* _Records to process_:
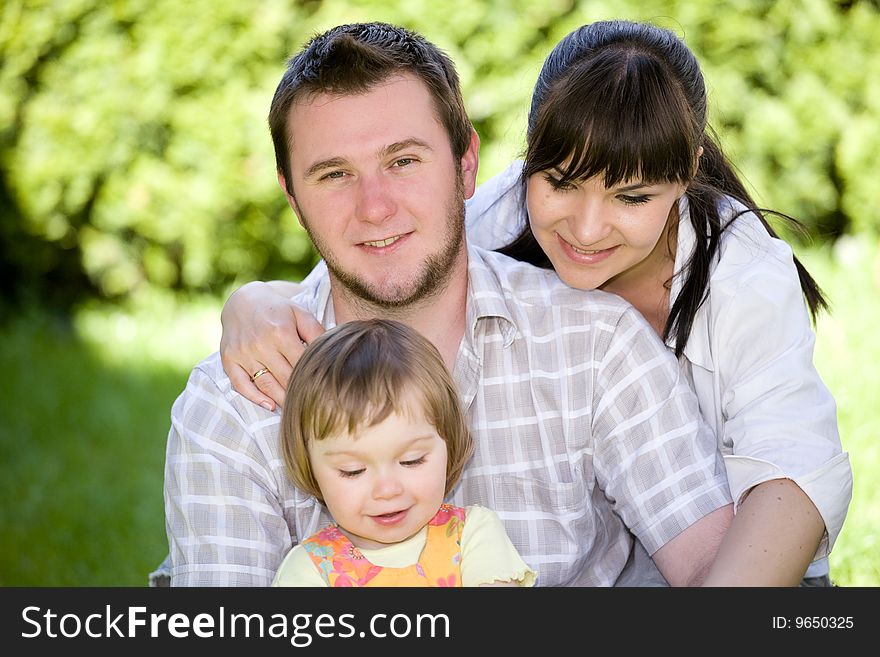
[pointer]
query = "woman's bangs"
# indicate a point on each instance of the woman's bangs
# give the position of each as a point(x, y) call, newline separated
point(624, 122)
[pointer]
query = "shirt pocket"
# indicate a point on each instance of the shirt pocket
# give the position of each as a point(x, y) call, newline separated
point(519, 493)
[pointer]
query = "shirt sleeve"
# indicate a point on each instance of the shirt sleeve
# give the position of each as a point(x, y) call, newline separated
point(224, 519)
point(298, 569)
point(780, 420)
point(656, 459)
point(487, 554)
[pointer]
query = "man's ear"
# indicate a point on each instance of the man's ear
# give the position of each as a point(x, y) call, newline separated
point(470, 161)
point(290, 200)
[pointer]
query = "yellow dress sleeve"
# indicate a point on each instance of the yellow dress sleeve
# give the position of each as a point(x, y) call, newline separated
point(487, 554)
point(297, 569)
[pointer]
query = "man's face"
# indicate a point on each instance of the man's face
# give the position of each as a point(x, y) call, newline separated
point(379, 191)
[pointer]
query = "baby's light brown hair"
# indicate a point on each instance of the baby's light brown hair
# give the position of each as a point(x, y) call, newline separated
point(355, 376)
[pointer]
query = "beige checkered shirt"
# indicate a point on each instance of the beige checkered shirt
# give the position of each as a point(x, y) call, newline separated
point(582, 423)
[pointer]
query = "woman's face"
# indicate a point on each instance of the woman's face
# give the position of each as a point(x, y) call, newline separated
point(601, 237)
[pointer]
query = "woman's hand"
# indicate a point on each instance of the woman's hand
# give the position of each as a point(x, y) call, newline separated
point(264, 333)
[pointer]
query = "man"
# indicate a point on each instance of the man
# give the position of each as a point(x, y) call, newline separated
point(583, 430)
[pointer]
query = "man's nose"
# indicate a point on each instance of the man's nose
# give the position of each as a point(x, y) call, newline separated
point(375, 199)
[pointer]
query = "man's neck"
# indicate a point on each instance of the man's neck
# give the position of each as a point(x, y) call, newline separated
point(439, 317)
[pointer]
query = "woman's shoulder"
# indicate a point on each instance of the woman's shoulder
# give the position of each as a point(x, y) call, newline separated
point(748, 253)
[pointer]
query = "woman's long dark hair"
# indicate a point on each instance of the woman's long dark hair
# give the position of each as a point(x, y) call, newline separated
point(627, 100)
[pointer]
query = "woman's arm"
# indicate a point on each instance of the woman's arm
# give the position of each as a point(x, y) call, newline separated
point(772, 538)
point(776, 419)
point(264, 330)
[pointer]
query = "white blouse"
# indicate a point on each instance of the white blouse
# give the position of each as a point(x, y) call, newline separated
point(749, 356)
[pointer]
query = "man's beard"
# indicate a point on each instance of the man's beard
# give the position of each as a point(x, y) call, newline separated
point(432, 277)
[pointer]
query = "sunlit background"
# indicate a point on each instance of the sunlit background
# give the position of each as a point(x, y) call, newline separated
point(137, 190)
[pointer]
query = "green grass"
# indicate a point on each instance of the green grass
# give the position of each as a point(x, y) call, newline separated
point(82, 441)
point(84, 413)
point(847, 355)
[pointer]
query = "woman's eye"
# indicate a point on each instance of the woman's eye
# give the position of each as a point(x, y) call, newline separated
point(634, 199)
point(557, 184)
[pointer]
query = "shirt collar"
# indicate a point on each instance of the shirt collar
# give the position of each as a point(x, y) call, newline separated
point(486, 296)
==
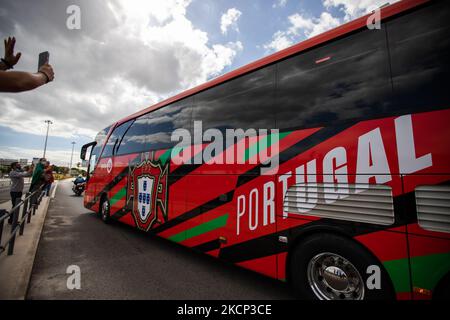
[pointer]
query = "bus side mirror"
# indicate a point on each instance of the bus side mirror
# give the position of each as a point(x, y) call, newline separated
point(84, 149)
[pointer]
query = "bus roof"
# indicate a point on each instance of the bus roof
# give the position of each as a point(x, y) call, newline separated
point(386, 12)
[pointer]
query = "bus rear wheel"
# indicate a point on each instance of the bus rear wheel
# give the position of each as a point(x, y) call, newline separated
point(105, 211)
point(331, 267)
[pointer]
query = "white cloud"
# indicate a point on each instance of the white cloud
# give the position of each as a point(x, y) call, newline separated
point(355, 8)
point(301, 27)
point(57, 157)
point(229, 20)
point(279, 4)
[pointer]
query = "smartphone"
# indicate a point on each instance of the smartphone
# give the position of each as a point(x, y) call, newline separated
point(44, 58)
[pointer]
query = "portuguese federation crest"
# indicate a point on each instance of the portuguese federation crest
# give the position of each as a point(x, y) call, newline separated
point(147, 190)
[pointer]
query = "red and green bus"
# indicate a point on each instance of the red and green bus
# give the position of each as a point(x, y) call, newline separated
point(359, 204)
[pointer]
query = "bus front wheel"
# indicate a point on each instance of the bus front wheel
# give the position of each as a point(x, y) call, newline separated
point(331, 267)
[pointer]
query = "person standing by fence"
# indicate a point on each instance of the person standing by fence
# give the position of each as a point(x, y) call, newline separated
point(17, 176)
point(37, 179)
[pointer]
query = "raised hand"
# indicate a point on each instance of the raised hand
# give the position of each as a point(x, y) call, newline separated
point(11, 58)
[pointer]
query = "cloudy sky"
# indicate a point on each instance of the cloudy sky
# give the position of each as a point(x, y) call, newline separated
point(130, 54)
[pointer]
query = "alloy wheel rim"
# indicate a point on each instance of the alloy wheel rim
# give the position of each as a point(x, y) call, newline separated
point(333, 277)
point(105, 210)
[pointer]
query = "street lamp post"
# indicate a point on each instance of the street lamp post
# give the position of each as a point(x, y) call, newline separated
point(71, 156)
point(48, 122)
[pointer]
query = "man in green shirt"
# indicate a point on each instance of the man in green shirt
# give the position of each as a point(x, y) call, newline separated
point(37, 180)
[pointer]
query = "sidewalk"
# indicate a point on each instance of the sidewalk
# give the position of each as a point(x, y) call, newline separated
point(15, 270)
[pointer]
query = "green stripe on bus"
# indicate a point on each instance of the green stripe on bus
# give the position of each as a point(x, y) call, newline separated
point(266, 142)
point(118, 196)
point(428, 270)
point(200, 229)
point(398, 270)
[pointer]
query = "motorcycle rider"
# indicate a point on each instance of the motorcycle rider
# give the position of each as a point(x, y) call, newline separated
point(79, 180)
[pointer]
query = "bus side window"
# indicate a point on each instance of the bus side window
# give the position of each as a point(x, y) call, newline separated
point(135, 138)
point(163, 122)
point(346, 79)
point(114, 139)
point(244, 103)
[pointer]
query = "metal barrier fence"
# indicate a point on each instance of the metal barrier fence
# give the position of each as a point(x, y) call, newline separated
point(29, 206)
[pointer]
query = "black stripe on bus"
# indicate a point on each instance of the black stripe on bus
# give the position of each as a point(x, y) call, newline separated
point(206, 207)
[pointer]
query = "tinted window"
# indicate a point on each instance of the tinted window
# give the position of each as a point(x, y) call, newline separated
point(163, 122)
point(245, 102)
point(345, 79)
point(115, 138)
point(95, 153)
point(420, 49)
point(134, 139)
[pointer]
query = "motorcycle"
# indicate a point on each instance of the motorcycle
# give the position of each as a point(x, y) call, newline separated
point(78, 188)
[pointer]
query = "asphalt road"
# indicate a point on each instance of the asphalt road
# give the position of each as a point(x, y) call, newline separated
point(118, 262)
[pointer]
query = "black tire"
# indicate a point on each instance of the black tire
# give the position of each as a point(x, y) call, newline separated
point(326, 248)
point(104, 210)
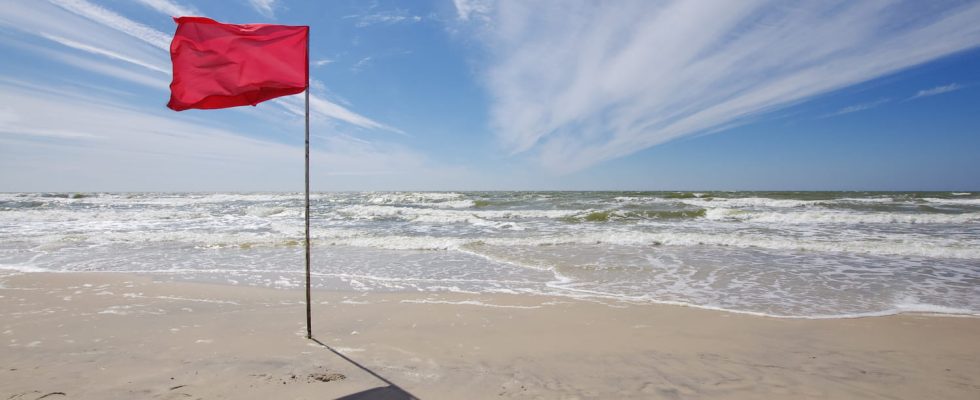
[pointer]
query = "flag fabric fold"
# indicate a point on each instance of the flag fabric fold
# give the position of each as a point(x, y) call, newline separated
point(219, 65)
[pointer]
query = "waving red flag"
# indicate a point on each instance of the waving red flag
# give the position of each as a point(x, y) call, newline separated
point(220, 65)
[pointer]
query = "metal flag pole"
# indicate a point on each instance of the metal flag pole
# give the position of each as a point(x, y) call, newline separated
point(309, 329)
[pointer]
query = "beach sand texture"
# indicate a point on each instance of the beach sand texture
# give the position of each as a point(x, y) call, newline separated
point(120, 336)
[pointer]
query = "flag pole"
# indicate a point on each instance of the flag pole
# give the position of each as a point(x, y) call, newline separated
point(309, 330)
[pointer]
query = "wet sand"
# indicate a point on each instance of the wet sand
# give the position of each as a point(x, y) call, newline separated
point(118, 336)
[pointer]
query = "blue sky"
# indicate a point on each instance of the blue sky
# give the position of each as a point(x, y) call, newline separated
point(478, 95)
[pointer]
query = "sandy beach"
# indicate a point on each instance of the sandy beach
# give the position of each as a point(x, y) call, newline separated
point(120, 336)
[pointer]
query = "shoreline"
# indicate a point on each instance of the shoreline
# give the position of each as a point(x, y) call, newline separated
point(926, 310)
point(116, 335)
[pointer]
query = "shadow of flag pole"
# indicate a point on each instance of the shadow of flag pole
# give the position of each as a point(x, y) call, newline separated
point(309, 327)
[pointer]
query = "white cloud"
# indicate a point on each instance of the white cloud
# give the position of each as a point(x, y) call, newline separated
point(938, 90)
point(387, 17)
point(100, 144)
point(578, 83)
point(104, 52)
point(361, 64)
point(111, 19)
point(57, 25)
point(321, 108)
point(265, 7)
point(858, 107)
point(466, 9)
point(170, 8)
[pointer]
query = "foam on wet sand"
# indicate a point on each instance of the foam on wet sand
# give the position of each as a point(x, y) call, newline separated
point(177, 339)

* _Requirements_: Pull out every line in the records that contains the word "face", and copy each one in full.

* _Answer to the exercise_:
query = "man's face"
# indicate a point on each instance of the man's face
query = "woman's face"
# indicate a point on each instance of the woman's face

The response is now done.